TAREAS
• a. Enumera, sin repetir ninguno, todos los países que el texto sobre la emigración nombra expresamente.
• b. Prosigue el texto sobre la emigración a partir de su última oración.

TEXTO DEL EJERCICIO
|---|
La emigración es un tema complejo. Fue el camino que escogimos millones de personas para irnos de nuestros países y soñar con un futuro mejor. En este sentido, siempre honro a las naciones que me acogieron con hospitalidad. Hemos sido afortunados, porque otros millones no pueden cambiar de geografía.
Nadie debe abandonar el sueño de transformar su destino, pero es difícil que se abran todas las puertas del mundo. Las puertas, hablando en sentido literal, pero también metafóricamente, son artefactos estrechos. Y así funcionan en Estados Unidos, pero también en México, con la presión migratoria que viene desde Sudamérica y Cuba; en República Dominicana, con los haitianos; o en Panamá, con los venezolanos. Todos los países regulan sus flujos migratorios. Yo preferiría vivir en un mundo sin fronteras, pero me temo que es solo una utopía.
Dicho esto, y entendiendo que la emigración desordenada siempre es fuente de conflicto, no podemos permanecer indiferentes ante el drama que han vivido miles de niños y sus familias en la frontera entre México y Estados Unidos.
|---|
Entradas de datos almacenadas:
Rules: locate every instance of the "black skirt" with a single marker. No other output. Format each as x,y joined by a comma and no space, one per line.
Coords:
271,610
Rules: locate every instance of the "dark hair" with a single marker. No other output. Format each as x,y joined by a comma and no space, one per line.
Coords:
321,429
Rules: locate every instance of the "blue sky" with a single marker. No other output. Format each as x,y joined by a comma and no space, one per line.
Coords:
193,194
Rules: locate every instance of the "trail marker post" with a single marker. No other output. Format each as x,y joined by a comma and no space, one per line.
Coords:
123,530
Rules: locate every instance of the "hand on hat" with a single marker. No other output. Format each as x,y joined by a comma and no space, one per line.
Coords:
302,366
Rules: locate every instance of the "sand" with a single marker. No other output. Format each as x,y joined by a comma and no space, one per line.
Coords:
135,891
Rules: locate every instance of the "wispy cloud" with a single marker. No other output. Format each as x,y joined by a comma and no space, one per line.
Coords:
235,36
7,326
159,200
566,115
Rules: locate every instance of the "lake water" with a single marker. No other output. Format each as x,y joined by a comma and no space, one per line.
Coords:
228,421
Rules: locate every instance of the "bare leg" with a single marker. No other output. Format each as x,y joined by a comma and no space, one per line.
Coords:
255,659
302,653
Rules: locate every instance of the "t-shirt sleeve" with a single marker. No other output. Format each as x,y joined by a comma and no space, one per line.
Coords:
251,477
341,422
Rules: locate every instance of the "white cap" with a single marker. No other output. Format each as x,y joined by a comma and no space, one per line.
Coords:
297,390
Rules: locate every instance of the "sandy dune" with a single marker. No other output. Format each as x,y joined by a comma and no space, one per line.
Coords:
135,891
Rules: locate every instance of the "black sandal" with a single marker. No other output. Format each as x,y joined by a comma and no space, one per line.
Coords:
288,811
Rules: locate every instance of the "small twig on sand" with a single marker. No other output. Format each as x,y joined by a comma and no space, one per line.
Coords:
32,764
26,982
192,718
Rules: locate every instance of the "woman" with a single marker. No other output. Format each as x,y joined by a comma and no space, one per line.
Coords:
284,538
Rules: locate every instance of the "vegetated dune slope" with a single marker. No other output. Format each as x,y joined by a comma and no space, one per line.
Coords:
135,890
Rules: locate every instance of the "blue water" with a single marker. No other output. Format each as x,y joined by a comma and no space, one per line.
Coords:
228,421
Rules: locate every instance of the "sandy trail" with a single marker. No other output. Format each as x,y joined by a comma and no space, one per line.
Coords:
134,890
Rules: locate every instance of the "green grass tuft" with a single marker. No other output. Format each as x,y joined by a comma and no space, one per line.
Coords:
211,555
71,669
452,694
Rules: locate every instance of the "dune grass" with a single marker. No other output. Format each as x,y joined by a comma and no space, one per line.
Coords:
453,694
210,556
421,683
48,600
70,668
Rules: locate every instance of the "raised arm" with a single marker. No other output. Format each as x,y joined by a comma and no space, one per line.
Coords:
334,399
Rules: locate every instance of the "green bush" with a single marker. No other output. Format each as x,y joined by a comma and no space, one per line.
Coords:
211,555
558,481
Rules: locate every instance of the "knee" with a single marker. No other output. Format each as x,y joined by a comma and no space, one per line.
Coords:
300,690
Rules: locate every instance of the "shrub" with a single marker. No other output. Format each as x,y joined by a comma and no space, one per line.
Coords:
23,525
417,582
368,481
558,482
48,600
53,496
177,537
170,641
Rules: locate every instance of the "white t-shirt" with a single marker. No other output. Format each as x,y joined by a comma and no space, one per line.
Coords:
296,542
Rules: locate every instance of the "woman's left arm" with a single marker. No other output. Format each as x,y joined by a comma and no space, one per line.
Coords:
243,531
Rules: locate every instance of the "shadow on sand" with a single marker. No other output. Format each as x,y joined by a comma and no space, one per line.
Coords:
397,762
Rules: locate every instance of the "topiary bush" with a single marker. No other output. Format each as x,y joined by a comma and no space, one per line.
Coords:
|---|
RESPUESTAS
• a. Estados Unidos, México, Cuba, República Dominicana y Panamá.

• b.
No pocos expertos consideran que el presidente Donald Trump ha intentado utilizar a los menores para forzar la aprobación de una reforma migratoria a su medida, que también reduzca la emigración legal. Resultaría intolerable usar a niños con estos fines.
En este contexto, también sería deseable que las familias se abstengan de llevar a sus hijos en esas peligrosas travesías. En el pasado, miles de cubanos hicieron lo mismo para huir de la isla y sometieron a sus niños a verdaderas odiseas marítimas, como la que protagonizó el balserito Elián González.